Copy out, exactly as given, every line from the line with "If you could locate the cardboard" to the end of the listing, both of those lines included.
= = = =
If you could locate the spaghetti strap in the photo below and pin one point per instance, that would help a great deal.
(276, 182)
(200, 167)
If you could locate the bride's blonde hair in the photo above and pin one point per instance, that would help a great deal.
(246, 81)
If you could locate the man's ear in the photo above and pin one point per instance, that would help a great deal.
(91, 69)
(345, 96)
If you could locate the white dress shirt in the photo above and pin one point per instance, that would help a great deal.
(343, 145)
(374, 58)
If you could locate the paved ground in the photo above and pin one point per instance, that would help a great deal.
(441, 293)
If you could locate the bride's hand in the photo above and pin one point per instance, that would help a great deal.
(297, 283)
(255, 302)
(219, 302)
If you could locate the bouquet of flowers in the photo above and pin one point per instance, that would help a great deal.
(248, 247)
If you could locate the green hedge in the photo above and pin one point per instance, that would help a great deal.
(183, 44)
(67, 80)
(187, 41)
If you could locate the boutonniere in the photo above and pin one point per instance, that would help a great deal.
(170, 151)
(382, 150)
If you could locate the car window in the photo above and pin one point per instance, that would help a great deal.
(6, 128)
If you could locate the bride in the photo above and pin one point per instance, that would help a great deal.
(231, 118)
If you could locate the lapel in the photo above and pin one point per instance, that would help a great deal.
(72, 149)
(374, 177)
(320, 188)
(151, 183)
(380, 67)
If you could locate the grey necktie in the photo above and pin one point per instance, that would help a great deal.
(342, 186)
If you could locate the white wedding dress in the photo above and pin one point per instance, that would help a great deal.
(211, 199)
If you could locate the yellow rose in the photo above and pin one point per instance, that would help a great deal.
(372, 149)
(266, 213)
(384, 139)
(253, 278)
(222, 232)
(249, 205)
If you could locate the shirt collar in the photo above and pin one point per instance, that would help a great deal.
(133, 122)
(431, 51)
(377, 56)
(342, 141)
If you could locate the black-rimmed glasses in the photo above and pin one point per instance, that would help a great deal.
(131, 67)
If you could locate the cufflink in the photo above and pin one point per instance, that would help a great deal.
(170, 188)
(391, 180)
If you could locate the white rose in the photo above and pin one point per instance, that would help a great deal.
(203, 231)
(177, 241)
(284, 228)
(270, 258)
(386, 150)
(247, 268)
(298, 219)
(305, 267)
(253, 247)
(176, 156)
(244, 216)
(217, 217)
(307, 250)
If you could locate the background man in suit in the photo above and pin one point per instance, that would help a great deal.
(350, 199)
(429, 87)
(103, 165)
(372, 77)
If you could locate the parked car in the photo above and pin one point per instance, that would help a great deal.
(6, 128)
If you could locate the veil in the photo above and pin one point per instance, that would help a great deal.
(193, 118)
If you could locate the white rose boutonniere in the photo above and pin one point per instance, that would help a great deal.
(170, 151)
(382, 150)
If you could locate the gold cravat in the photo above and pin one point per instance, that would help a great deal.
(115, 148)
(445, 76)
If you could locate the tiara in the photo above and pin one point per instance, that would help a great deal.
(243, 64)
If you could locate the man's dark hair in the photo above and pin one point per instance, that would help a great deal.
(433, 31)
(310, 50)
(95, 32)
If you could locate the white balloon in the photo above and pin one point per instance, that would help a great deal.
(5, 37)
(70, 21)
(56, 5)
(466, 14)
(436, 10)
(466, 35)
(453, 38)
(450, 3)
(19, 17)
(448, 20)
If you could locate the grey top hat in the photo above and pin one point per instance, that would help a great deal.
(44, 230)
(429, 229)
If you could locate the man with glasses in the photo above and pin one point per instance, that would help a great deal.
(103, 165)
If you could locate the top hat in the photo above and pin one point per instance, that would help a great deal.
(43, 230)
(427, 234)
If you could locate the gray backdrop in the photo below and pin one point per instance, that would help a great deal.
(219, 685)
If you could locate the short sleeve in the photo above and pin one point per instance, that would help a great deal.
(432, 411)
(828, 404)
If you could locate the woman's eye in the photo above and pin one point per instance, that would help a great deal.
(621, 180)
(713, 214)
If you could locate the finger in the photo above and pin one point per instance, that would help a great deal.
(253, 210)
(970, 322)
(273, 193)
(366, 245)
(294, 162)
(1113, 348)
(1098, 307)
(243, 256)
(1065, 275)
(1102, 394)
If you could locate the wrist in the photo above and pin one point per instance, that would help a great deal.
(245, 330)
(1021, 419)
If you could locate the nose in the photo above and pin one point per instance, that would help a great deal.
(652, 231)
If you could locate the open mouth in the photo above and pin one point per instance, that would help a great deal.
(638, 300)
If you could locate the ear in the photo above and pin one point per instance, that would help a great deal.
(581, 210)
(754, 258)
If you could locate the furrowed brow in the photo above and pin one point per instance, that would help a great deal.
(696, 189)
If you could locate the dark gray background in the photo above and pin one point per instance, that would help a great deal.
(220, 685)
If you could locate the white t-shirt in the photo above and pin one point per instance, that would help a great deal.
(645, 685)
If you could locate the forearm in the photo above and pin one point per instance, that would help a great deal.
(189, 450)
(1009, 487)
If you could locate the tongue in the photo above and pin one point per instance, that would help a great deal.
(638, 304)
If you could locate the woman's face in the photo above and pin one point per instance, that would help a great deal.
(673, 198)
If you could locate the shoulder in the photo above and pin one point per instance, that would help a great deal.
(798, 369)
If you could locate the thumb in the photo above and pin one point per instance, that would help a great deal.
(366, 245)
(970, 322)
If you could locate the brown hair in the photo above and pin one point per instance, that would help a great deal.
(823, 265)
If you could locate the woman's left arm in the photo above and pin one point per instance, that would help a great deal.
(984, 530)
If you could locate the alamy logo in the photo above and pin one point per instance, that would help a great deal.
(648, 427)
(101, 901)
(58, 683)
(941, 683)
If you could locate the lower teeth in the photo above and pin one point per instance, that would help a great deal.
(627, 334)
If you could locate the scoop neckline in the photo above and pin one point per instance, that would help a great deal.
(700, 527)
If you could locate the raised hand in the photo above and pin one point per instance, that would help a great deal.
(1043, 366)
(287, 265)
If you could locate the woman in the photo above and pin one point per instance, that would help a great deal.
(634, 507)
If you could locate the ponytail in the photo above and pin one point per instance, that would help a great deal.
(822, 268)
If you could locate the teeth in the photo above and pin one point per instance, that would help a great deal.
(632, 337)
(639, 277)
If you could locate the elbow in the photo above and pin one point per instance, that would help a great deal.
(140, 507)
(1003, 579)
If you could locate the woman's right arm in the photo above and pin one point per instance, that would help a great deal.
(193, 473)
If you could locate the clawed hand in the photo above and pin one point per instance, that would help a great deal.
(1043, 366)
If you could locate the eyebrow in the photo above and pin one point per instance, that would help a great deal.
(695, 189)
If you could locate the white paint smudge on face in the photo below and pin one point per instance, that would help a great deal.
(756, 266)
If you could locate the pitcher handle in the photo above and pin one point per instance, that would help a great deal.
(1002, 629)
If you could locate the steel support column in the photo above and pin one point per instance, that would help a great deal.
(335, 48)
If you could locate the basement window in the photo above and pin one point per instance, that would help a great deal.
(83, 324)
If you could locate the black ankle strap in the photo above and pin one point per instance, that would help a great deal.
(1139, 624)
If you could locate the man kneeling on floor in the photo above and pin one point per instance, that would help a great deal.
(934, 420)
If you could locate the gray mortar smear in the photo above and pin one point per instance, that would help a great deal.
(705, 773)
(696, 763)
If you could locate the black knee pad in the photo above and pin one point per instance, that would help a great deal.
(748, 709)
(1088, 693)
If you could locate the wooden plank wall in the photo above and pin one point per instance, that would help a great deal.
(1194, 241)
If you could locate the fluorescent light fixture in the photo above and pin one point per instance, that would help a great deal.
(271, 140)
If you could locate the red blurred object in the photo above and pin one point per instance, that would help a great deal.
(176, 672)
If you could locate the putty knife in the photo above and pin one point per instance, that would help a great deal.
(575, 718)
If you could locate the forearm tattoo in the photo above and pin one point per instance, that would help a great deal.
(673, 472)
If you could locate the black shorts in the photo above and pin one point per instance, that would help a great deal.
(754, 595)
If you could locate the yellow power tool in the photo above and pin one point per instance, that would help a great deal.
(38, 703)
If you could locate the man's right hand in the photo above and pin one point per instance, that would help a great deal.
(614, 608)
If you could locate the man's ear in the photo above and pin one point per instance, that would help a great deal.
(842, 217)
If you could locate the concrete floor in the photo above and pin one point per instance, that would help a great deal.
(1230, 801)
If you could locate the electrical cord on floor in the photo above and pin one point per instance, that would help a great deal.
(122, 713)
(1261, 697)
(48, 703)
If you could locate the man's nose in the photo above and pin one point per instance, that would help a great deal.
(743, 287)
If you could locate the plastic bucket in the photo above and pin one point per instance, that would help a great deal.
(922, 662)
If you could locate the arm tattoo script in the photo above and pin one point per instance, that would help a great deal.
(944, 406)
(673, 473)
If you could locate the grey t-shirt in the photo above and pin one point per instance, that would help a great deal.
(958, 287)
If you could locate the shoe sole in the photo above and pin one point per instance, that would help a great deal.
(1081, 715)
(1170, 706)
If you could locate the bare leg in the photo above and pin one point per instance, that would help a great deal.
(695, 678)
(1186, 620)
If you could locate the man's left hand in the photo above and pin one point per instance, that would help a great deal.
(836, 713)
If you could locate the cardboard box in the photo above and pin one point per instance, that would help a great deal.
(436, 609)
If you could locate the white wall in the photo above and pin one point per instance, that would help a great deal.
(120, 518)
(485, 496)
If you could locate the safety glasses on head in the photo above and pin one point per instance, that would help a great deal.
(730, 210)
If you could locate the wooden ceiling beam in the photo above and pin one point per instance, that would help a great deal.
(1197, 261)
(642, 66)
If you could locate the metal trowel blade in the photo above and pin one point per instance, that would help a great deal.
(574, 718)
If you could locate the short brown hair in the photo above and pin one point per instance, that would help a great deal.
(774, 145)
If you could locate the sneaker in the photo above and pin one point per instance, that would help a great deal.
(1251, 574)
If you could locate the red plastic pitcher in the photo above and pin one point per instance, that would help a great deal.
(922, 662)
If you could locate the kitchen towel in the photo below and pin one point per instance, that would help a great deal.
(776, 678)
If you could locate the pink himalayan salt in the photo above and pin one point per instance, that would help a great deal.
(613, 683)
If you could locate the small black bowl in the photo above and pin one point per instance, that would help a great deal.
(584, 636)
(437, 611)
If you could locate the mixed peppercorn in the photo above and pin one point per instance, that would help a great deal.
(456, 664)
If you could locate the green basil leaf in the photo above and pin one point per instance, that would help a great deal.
= = = =
◆ Solved problem:
If you could locate the cardboard box in the photo above and pin one point per instance, that would help a great deal.
(436, 609)
If you could locate the white wall in the photo above and pin one point per instance, that would help a great deal.
(120, 518)
(485, 496)
If you could locate the safety glasses on head in the photo above and pin one point per instance, that would help a great deal.
(730, 210)
If you could locate the wooden ceiling beam in the photo above and pin one point per instance, that would help a great deal.
(1197, 261)
(642, 66)
If you could locate the metal trowel blade in the photo above and pin one point per instance, that would help a great deal.
(574, 718)
If you could locate the short brown hair in the photo above and pin one point per instance, that would help a great deal.
(774, 145)
If you could locate the sneaker in the photo above and pin one point per instance, that would help a great deal.
(1251, 574)
If you could locate the red plastic pitcher in the photo above and pin one point per instance, that would help a great deal.
(922, 662)
If you could locate the kitchen towel in the photo below and pin one point per instance, that would help a great deal.
(776, 678)
If you could locate the pink himalayan salt in the photo above and pin one point per instance, that would help a great deal.
(613, 683)
If you could locate the small black bowl in the photo above and pin one point per instance, that would help a great deal.
(584, 636)
(437, 611)
If you could locate the mixed peppercorn in the photo above and pin one point per instance, that would help a great deal.
(456, 664)
If you could locate the green basil leaf in the photo above and pin one point per instance, that would help a great deal.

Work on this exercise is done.